*Prompt*
Please echo these lines back word for word, omitting the pictures.

** Records to process follows **

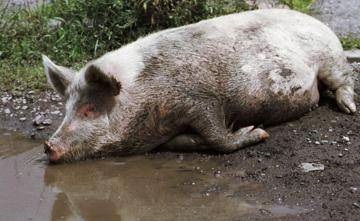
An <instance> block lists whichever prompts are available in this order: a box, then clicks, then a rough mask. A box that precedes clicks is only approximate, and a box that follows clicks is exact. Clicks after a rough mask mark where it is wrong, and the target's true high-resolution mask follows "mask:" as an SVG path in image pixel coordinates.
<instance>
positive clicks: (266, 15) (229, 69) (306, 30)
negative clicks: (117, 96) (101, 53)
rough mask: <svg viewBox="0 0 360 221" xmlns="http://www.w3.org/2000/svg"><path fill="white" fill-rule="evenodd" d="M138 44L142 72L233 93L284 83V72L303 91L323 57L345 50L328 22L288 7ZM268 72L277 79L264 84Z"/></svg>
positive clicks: (151, 75) (185, 27)
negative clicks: (314, 18) (138, 47)
mask: <svg viewBox="0 0 360 221" xmlns="http://www.w3.org/2000/svg"><path fill="white" fill-rule="evenodd" d="M137 44H138V45H139V48H141V50H142V54H144V55H145V58H144V63H145V71H143V72H142V75H140V77H142V78H148V79H153V78H156V79H157V80H159V79H166V81H167V82H169V81H170V82H171V81H172V80H173V81H174V83H176V84H177V87H179V84H181V83H182V82H184V85H187V87H188V88H190V89H194V90H196V89H199V90H205V89H209V90H211V89H213V90H215V91H220V92H222V94H229V95H230V96H231V95H233V94H234V92H235V91H234V90H237V89H238V88H239V86H243V87H251V90H253V91H254V90H255V91H256V88H257V87H258V88H263V87H264V86H265V87H266V86H267V87H273V89H274V90H277V89H279V88H281V89H283V88H282V87H284V85H277V84H276V83H279V84H282V83H283V79H284V78H287V81H289V79H291V82H290V84H287V87H286V89H287V91H290V90H291V88H293V86H294V85H295V86H296V87H297V86H298V85H301V87H302V88H300V90H299V91H298V92H304V90H302V89H305V90H307V89H308V88H310V87H311V86H312V84H313V81H314V79H315V77H316V74H317V70H318V69H319V68H320V66H322V65H324V64H323V62H324V60H326V59H328V58H334V57H336V56H341V55H342V48H341V45H340V43H339V41H338V39H337V38H336V36H335V35H334V34H333V33H332V32H331V31H330V30H329V29H328V28H327V27H326V26H325V25H324V24H322V23H321V22H319V21H317V20H316V19H314V18H312V17H310V16H307V15H304V14H301V13H299V12H295V11H291V10H284V9H271V10H257V11H249V12H244V13H240V14H232V15H228V16H223V17H219V18H214V19H210V20H205V21H201V22H199V23H196V24H192V25H188V26H184V27H180V28H174V29H169V30H165V31H161V32H158V33H155V34H152V35H150V36H148V37H146V38H144V39H142V40H139V41H137ZM286 75H291V76H286ZM264 78H266V79H267V78H271V79H270V81H275V84H273V85H272V86H271V85H264V82H265V81H266V79H264ZM190 79H191V81H190ZM160 82H161V81H160ZM292 82H293V83H292ZM207 84H209V85H207ZM216 86H219V87H216ZM203 87H205V88H203ZM242 91H243V90H242ZM245 91H246V90H245Z"/></svg>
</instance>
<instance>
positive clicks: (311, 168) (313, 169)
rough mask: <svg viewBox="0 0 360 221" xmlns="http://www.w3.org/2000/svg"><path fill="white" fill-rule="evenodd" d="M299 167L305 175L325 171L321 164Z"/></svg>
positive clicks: (310, 164) (307, 163)
mask: <svg viewBox="0 0 360 221" xmlns="http://www.w3.org/2000/svg"><path fill="white" fill-rule="evenodd" d="M299 167H300V168H301V169H302V170H303V172H305V173H307V172H311V171H322V170H324V169H325V166H324V165H323V164H321V163H301V164H300V166H299Z"/></svg>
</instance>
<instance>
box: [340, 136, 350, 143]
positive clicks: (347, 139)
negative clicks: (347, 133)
mask: <svg viewBox="0 0 360 221" xmlns="http://www.w3.org/2000/svg"><path fill="white" fill-rule="evenodd" d="M341 139H342V140H343V141H345V142H350V138H349V137H348V136H342V138H341Z"/></svg>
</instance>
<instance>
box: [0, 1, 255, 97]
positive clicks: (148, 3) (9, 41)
mask: <svg viewBox="0 0 360 221" xmlns="http://www.w3.org/2000/svg"><path fill="white" fill-rule="evenodd" d="M247 9H248V8H247V4H245V2H244V0H67V1H63V0H53V1H52V3H51V4H47V5H41V6H40V7H37V8H35V9H31V10H29V9H21V10H18V11H13V10H9V9H6V8H5V9H0V30H1V31H0V67H1V68H0V87H1V88H2V90H20V89H24V90H25V89H33V88H36V89H43V88H46V87H45V86H44V83H45V78H44V73H43V71H42V68H41V54H46V55H48V56H49V57H50V58H51V59H52V60H54V61H56V63H59V64H61V65H65V66H71V65H73V64H79V63H82V62H84V61H86V60H89V59H92V58H96V57H98V56H100V55H101V54H103V53H105V52H107V51H110V50H114V49H116V48H119V47H121V46H122V45H124V44H126V43H128V42H131V41H133V40H135V39H137V38H138V37H140V36H143V35H145V34H148V33H151V32H154V31H157V30H161V29H166V28H169V27H175V26H181V25H185V24H189V23H193V22H197V21H200V20H202V19H206V18H211V17H215V16H218V15H223V14H229V13H234V12H240V11H243V10H247ZM54 18H55V19H57V20H60V21H62V22H61V25H60V27H58V28H49V27H48V23H49V22H50V21H51V20H52V19H54ZM13 82H14V83H13Z"/></svg>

** End of Records to process **

*Output*
An <instance> block lists whichever prompts are available in this order: a box, then clicks, then a rough mask. A box that precedes clicks is only approximate, and a box that follows clicks is exact. Clicks after a rough mask mark where it is wrong, and the target's true high-resolution mask follows "mask:" as an SVG path in image pixel coordinates.
<instance>
positive clicks: (266, 15) (229, 69) (306, 30)
negative clicks: (117, 96) (101, 53)
rough mask: <svg viewBox="0 0 360 221" xmlns="http://www.w3.org/2000/svg"><path fill="white" fill-rule="evenodd" d="M138 44L142 72L233 93L284 83V72L303 91L323 57L345 50L328 22L288 7ZM268 72L277 79L264 84Z"/></svg>
positive clicks: (151, 75) (185, 27)
negative clicks: (314, 18) (138, 47)
mask: <svg viewBox="0 0 360 221" xmlns="http://www.w3.org/2000/svg"><path fill="white" fill-rule="evenodd" d="M137 44H138V45H139V48H141V50H142V54H144V55H145V58H144V63H145V71H143V72H142V75H140V77H142V78H148V79H153V78H156V79H157V80H159V79H166V81H167V82H169V81H170V82H171V81H172V80H173V81H174V83H176V84H177V87H179V84H181V83H182V82H184V85H187V87H188V88H190V89H194V90H196V89H199V90H205V89H209V90H211V89H213V90H215V91H220V92H222V94H229V95H230V96H231V95H233V94H234V92H235V91H234V90H237V89H238V88H239V86H243V87H251V90H253V91H254V90H255V91H256V88H257V87H258V88H263V87H264V86H265V87H266V86H267V87H273V89H274V90H277V89H279V88H281V89H283V88H282V87H284V85H277V84H276V83H279V84H282V83H283V79H284V78H287V81H289V79H291V82H290V84H287V87H286V89H287V91H290V90H291V88H293V86H294V85H295V86H296V87H297V86H298V85H301V87H302V88H300V90H299V91H298V92H304V90H302V89H305V90H307V89H308V88H310V87H311V86H312V84H313V81H314V79H315V77H316V74H317V70H318V69H319V68H320V66H322V65H324V64H323V62H324V60H326V59H328V58H334V57H336V56H341V55H342V48H341V45H340V43H339V41H338V39H337V38H336V36H335V35H334V34H333V33H332V32H331V31H330V30H329V29H328V28H327V27H326V26H325V25H324V24H322V23H321V22H319V21H317V20H316V19H314V18H312V17H310V16H307V15H304V14H301V13H299V12H295V11H291V10H284V9H271V10H257V11H249V12H244V13H240V14H232V15H228V16H223V17H219V18H214V19H210V20H205V21H201V22H199V23H196V24H192V25H188V26H184V27H180V28H174V29H169V30H165V31H161V32H158V33H155V34H152V35H150V36H148V37H146V38H144V39H142V40H139V41H137ZM286 75H291V76H286ZM264 78H266V79H267V78H271V79H270V81H275V84H273V85H272V86H271V85H264V82H265V81H266V79H264ZM190 79H191V81H190ZM160 82H161V81H160ZM292 82H293V83H292ZM207 84H209V85H207ZM216 86H219V87H216ZM203 87H205V88H203ZM242 91H243V90H242ZM245 91H246V90H245Z"/></svg>
</instance>
<instance>
positive clicks: (311, 168) (313, 169)
rough mask: <svg viewBox="0 0 360 221" xmlns="http://www.w3.org/2000/svg"><path fill="white" fill-rule="evenodd" d="M299 167L305 175L325 171L321 164Z"/></svg>
positive clicks: (310, 164) (307, 163)
mask: <svg viewBox="0 0 360 221" xmlns="http://www.w3.org/2000/svg"><path fill="white" fill-rule="evenodd" d="M299 167H300V168H301V169H302V170H303V172H305V173H307V172H311V171H322V170H324V169H325V166H324V165H323V164H321V163H301V164H300V166H299Z"/></svg>
</instance>
<instance>
box: [340, 136, 350, 143]
positive clicks: (347, 139)
negative clicks: (347, 133)
mask: <svg viewBox="0 0 360 221" xmlns="http://www.w3.org/2000/svg"><path fill="white" fill-rule="evenodd" d="M341 139H342V140H343V141H345V142H350V138H349V137H348V136H342V138H341Z"/></svg>
</instance>
<instance>
box: [0, 1, 255, 97]
positive clicks: (148, 3) (9, 41)
mask: <svg viewBox="0 0 360 221" xmlns="http://www.w3.org/2000/svg"><path fill="white" fill-rule="evenodd" d="M247 9H248V8H247V4H245V2H244V0H67V1H63V0H53V1H52V3H51V4H47V5H41V6H40V7H37V8H35V9H31V10H29V9H21V10H18V11H13V10H9V9H6V8H5V9H0V30H1V31H0V67H1V68H0V87H1V88H2V90H20V89H24V90H25V89H33V88H36V89H43V88H46V87H45V86H44V83H45V78H44V73H43V71H42V68H41V54H46V55H48V56H49V57H50V58H51V59H52V60H54V61H56V63H59V64H61V65H65V66H71V65H73V64H79V63H82V62H84V61H86V60H89V59H92V58H96V57H98V56H100V55H101V54H103V53H105V52H107V51H110V50H114V49H116V48H119V47H121V46H122V45H124V44H126V43H128V42H131V41H133V40H135V39H137V38H138V37H140V36H143V35H145V34H148V33H151V32H154V31H157V30H161V29H166V28H169V27H175V26H181V25H185V24H189V23H193V22H197V21H200V20H202V19H206V18H211V17H215V16H218V15H223V14H229V13H234V12H240V11H243V10H247ZM54 18H55V19H57V20H60V21H62V22H61V25H60V27H58V28H49V27H48V23H49V22H50V21H51V20H52V19H54ZM13 82H14V83H13Z"/></svg>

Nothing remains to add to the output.